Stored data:

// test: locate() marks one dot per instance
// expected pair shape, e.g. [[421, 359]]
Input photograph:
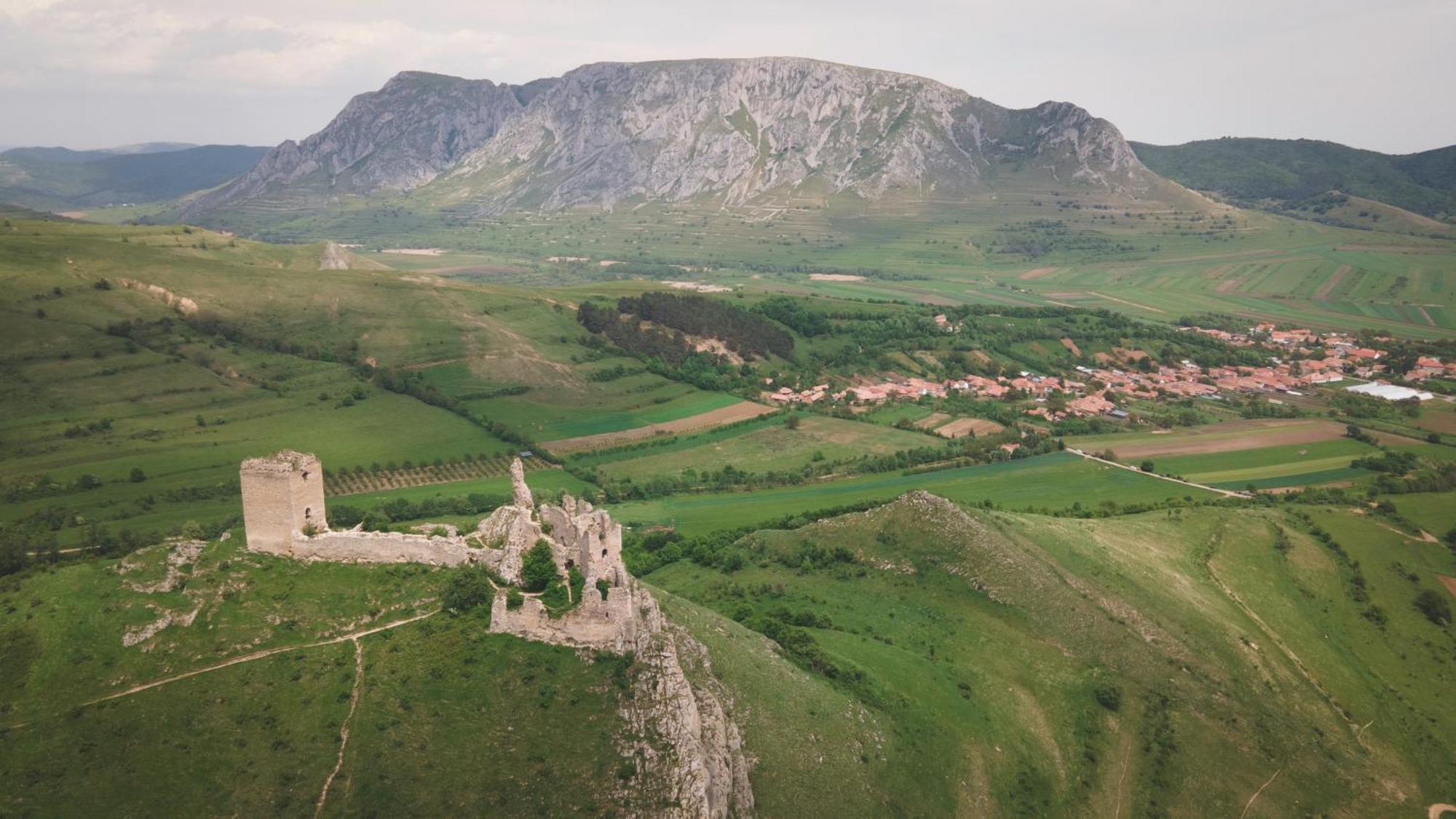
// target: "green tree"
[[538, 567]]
--
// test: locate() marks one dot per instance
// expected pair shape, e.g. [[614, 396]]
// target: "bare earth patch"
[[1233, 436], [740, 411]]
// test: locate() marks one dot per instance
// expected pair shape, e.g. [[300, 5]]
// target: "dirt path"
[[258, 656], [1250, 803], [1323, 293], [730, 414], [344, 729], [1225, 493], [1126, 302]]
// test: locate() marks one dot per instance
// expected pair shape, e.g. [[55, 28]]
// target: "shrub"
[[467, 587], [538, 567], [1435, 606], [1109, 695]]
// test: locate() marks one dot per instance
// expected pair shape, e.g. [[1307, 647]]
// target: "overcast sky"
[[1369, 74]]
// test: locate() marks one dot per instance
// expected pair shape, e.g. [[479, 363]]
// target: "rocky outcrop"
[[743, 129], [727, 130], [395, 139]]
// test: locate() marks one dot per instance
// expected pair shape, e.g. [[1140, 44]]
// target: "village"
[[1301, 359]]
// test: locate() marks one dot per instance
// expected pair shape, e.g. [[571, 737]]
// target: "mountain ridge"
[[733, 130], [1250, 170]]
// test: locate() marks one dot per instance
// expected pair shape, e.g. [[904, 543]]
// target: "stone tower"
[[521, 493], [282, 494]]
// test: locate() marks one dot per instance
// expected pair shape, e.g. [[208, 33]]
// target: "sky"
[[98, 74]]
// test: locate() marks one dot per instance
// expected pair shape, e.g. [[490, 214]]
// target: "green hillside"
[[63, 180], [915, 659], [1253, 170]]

REQUIRED WORK: Tally the lines of the material above that contain the string "target", where case counts, and reply with the number alone.

TASK OUTPUT: 11